• [Activity]:
Going line by line through the data below, report how many lines include the word "body", with nothing added.
Data for review START
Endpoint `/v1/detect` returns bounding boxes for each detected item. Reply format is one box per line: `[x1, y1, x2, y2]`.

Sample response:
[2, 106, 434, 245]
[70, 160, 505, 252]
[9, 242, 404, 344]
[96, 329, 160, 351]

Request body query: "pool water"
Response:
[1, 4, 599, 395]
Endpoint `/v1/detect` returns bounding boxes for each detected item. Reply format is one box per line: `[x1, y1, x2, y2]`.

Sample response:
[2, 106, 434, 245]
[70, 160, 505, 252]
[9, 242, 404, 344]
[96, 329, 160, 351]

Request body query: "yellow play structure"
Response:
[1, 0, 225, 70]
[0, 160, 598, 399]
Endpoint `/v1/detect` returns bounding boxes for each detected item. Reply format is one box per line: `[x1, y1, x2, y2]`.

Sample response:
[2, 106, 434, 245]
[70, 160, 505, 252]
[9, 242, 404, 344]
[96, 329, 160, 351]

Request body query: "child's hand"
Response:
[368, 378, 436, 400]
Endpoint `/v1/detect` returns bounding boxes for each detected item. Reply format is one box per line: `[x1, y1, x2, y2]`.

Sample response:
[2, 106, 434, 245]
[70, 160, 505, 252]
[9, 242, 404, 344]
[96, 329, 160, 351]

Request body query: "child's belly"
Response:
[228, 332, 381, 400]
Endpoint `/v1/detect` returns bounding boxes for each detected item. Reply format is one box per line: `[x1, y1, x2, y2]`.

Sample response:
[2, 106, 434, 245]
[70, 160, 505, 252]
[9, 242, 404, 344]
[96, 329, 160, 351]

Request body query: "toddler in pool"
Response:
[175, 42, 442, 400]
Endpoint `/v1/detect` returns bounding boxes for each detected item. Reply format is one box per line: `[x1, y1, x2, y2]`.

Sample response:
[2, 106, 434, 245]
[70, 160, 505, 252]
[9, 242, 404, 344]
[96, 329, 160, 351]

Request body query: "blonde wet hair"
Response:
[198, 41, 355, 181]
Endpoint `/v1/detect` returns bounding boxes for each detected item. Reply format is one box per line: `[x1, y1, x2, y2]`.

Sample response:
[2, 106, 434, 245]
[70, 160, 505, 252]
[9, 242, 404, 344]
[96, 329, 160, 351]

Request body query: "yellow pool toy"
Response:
Data for review END
• [Written solution]:
7